Wednesday, January 18, 2012

Redefined again and again

I wrote this last year for another site which has since gone an overhaul and all that good stuff:


It seems that as things change we are redefined in our roles as mothers throughout life. At 19 I was a teen mom followed by 7 years as a single mom (at 25 I had my second child) an ill fated marriage that lasted 1 year then I became a divorced single mom of 3 an dv survivor (I refuse to use the word victim because I left therefore I win) Another 3 years of being a single working mom of three. And through all this I was a full time student, now I am a graduate student. Then I was a married sahm that was a change trust me. Last year we added autism mom to the list Now I may be going back to work.


Went to an interview on Wednesday and the job is mine if I want it. Wanna know what it is cemetery sales, no I am not kidding. To do this I have to get daycare lined up for porkchop who is 4. The job is willing to work with me time wise so I don't have to put the older two in daycare as well. Try explaining why you need childcare for a 12 year old and why he can't just stay home for an hour or have everything up and changed on him.

Now come summertime Lucy and Roger will have to go to daycare of some sort. The school system does have summer childcare which reminds me I need to call them. Doing the math sucks, the biggest reason why I have not gone back to work in so long is that the pay never justified it, daycare would always be more than I would make. I had an offer a while back to be an ABA therapist but the pay was min wage. I would have loved to take the job but I would go broke just to do it. This one seems doable childcare can be paid from the base pay and commissions well we will have to see how that goes.

- TO DO -
Continue the blog post about returning to work as a mother, beginning after its final sentence.

Stored entries
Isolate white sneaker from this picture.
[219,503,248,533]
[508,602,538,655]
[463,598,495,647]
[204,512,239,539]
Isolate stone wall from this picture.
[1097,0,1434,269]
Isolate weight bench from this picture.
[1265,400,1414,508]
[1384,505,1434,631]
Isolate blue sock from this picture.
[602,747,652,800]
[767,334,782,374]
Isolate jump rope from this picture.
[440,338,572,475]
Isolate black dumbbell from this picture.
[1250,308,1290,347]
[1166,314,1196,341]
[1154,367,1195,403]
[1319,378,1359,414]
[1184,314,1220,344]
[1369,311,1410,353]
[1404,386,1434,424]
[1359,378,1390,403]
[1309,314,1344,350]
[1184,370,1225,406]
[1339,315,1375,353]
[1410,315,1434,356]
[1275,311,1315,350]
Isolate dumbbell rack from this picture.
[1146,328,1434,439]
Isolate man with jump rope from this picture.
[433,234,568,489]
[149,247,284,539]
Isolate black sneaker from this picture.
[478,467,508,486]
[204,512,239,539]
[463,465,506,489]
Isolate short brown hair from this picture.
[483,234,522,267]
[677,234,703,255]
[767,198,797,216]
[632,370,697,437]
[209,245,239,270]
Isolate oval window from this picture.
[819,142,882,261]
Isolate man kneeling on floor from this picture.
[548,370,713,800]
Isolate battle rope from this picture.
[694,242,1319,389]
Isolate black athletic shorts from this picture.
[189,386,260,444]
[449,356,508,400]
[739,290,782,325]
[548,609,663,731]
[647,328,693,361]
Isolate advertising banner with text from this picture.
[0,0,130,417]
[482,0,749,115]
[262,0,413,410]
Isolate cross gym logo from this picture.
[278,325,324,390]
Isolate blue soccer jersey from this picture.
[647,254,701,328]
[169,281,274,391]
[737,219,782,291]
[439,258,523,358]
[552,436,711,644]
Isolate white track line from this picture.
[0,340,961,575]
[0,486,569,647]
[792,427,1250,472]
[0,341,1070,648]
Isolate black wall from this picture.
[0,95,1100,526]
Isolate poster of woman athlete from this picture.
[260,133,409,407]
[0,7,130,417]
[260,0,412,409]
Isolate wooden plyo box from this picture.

- WRITTEN ANSWER -
The decision still has not been made if I am going to take the job or not. I have until Monday to make the decision. I probably will and once again I will be redefined to a working mom again.

Today's addition to my previous post:

The cemetery job didn't pan out. The amount of pay to what would be paid out for full time daycare of three kids in the summer just didn't make it work.

The question has come up again. I have a phone interview tonight for a job. Again it is in a therapy clinic as a aba instructor. I would love to be able to do this and I'm not going to get my hopes up yet. I have to make it through the initial interview first.



Not only does the question of daycare come up but this will be a juggling act, work, kids, school, therepy appointments. Oh and a car that is on its last leg. But when it comes down to it. The only way my family can get out of this hole and move up to the next level is for me to find a job where I can move up while also doing something I want to do.